Dataset entries
• • •

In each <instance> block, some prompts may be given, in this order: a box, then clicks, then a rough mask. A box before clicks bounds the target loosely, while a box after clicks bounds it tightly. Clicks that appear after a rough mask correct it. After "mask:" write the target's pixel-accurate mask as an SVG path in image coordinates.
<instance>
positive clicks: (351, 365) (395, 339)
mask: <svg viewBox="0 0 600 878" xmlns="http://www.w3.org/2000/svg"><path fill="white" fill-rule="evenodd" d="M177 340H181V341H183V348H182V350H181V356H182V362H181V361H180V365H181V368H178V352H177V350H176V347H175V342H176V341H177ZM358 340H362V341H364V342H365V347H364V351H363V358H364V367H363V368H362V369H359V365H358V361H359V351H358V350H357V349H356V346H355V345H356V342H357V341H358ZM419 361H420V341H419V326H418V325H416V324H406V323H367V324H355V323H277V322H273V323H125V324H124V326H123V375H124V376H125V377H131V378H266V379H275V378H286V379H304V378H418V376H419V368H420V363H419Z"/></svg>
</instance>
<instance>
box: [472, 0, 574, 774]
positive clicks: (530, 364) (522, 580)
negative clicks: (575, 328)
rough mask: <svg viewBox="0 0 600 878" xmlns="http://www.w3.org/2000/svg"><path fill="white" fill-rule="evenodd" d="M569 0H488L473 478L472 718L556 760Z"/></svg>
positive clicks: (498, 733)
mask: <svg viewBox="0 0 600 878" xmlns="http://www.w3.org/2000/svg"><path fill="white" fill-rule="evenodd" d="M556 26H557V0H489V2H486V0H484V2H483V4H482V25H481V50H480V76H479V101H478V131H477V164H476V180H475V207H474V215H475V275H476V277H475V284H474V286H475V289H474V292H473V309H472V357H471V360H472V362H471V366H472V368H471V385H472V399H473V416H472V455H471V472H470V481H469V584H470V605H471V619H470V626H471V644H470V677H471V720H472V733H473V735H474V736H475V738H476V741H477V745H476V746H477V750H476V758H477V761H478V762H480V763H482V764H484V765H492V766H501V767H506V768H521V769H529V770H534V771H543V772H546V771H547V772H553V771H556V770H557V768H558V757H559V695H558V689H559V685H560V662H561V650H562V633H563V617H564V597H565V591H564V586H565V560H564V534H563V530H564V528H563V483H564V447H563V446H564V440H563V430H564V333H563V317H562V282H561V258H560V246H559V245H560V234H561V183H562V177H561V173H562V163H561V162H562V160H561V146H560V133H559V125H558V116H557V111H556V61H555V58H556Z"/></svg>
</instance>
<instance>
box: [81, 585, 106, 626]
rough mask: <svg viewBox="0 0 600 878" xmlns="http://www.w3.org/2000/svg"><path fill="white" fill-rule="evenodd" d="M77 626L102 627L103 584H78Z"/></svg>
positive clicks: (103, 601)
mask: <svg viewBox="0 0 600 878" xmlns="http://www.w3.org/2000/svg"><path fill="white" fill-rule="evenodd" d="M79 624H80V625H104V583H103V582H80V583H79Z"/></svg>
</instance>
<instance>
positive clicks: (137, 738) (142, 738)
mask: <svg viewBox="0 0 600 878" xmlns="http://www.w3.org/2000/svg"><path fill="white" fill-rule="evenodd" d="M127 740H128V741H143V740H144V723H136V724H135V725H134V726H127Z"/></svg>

• • •

To do>
Each line above must be reproduced exactly as it stands.

Answer space>
In each <instance> block, some prompts may be given, in this order: a box, then clicks, then a rough mask. A box before clicks bounds the target loosely, while a box after clicks bounds it tightly. Clicks that appear after a rough mask correct it. After "mask:" write the target's pixel-accurate mask as an SVG path in image coordinates.
<instance>
positive clicks: (351, 365) (395, 339)
mask: <svg viewBox="0 0 600 878" xmlns="http://www.w3.org/2000/svg"><path fill="white" fill-rule="evenodd" d="M177 340H181V341H183V348H182V350H181V356H182V362H181V361H180V365H181V368H178V352H177V350H176V347H175V342H176V341H177ZM358 340H362V341H364V342H365V347H364V351H363V358H364V367H363V368H362V369H359V365H358V361H359V351H358V350H357V349H356V346H355V345H356V342H357V341H358ZM419 361H420V341H419V326H418V325H416V324H406V323H367V324H355V323H277V322H273V323H125V324H124V326H123V375H124V376H125V377H131V378H266V379H275V378H286V379H304V378H418V376H419V368H420V363H419Z"/></svg>
</instance>
<instance>
box: [472, 0, 574, 774]
positive clicks: (530, 364) (522, 580)
negative clicks: (575, 328)
rough mask: <svg viewBox="0 0 600 878" xmlns="http://www.w3.org/2000/svg"><path fill="white" fill-rule="evenodd" d="M569 0H488L473 478L472 718L556 760Z"/></svg>
positive clicks: (498, 733)
mask: <svg viewBox="0 0 600 878" xmlns="http://www.w3.org/2000/svg"><path fill="white" fill-rule="evenodd" d="M556 26H557V0H489V2H486V0H484V2H483V4H482V25H481V50H480V76H479V101H478V131H477V164H476V180H475V207H474V215H475V275H476V277H475V284H474V286H475V289H474V292H473V309H472V357H471V360H472V362H471V366H472V368H471V385H472V399H473V416H472V455H471V472H470V481H469V584H470V605H471V619H470V626H471V644H470V677H471V720H472V733H473V735H474V736H475V738H476V741H477V745H476V746H477V750H476V758H477V761H478V762H480V763H482V764H484V765H492V766H501V767H506V768H521V769H529V770H534V771H543V772H546V771H547V772H553V771H556V770H557V768H558V757H559V695H558V689H559V685H560V662H561V650H562V633H563V617H564V597H565V591H564V586H565V560H564V534H563V530H564V528H563V483H564V447H563V446H564V440H563V430H564V333H563V317H562V282H561V258H560V246H559V245H560V234H561V183H562V177H561V173H562V163H561V162H562V160H561V146H560V133H559V125H558V116H557V111H556V61H555V58H556Z"/></svg>
</instance>
<instance>
box: [81, 585, 106, 626]
rough mask: <svg viewBox="0 0 600 878" xmlns="http://www.w3.org/2000/svg"><path fill="white" fill-rule="evenodd" d="M77 626L102 627L103 584H78Z"/></svg>
positive clicks: (103, 601)
mask: <svg viewBox="0 0 600 878" xmlns="http://www.w3.org/2000/svg"><path fill="white" fill-rule="evenodd" d="M79 624H80V625H104V583H103V582H80V583H79Z"/></svg>
</instance>
<instance>
positive clicks: (137, 738) (142, 738)
mask: <svg viewBox="0 0 600 878" xmlns="http://www.w3.org/2000/svg"><path fill="white" fill-rule="evenodd" d="M127 740H128V741H143V740H144V723H136V724H135V725H134V726H127Z"/></svg>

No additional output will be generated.